* _Work instructions_:
Scan the entries below and return each line that contains "instance".

* _Excerpted records_:
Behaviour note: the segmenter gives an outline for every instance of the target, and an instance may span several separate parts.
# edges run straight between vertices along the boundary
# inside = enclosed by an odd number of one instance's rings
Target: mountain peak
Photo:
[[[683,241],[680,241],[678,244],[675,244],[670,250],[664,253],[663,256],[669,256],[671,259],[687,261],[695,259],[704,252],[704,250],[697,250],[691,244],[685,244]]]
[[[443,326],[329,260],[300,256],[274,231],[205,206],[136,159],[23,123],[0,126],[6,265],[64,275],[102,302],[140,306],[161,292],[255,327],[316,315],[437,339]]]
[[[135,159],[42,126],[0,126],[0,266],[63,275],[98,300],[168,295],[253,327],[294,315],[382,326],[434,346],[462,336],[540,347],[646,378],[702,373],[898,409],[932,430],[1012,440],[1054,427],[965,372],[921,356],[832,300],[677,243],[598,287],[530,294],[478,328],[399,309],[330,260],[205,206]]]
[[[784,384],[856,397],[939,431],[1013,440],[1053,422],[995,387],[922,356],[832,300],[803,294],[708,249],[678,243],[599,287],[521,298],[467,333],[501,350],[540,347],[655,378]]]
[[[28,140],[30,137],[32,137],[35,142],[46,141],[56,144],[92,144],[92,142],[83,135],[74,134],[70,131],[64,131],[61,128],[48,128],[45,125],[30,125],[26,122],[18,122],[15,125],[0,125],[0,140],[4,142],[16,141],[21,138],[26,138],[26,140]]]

* _Exercise response_:
Behaviour note: the segmenter gives an outline for every instance of the target, and an instance may span several separate parts.
# inside = enclosed by an odd number of one instance's rings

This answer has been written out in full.